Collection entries
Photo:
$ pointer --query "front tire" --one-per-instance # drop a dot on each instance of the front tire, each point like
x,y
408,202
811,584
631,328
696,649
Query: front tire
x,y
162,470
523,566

...

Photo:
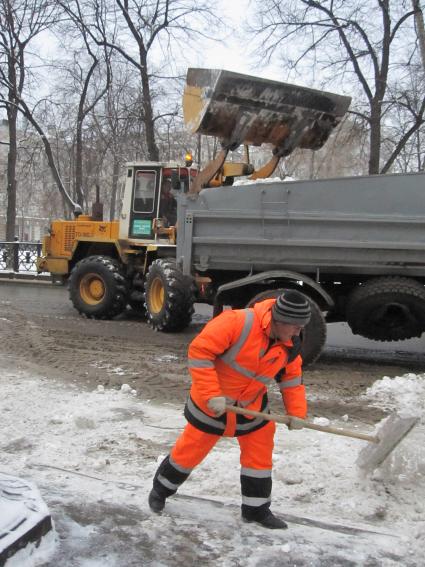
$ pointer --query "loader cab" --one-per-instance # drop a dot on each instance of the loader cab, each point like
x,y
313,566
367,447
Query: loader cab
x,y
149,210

==

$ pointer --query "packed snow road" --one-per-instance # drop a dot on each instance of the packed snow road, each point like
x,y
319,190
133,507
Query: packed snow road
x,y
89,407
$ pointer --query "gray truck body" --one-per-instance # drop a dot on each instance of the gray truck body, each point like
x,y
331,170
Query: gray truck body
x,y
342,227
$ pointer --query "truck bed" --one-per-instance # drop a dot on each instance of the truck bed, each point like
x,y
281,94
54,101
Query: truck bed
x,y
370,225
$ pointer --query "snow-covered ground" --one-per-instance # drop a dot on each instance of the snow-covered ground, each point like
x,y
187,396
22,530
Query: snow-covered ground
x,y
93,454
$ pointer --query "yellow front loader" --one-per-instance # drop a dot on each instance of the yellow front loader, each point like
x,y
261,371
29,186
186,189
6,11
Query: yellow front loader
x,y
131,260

GIVEN PROBLEM
Pick out every line in the items above that contains the string "gray", copying each one in full. Case counts.

FINISHED TASK
$ pointer --query "gray truck body" --one-per-instance # drop a dot on each instance of the gray truck body, each point like
Query: gray truck body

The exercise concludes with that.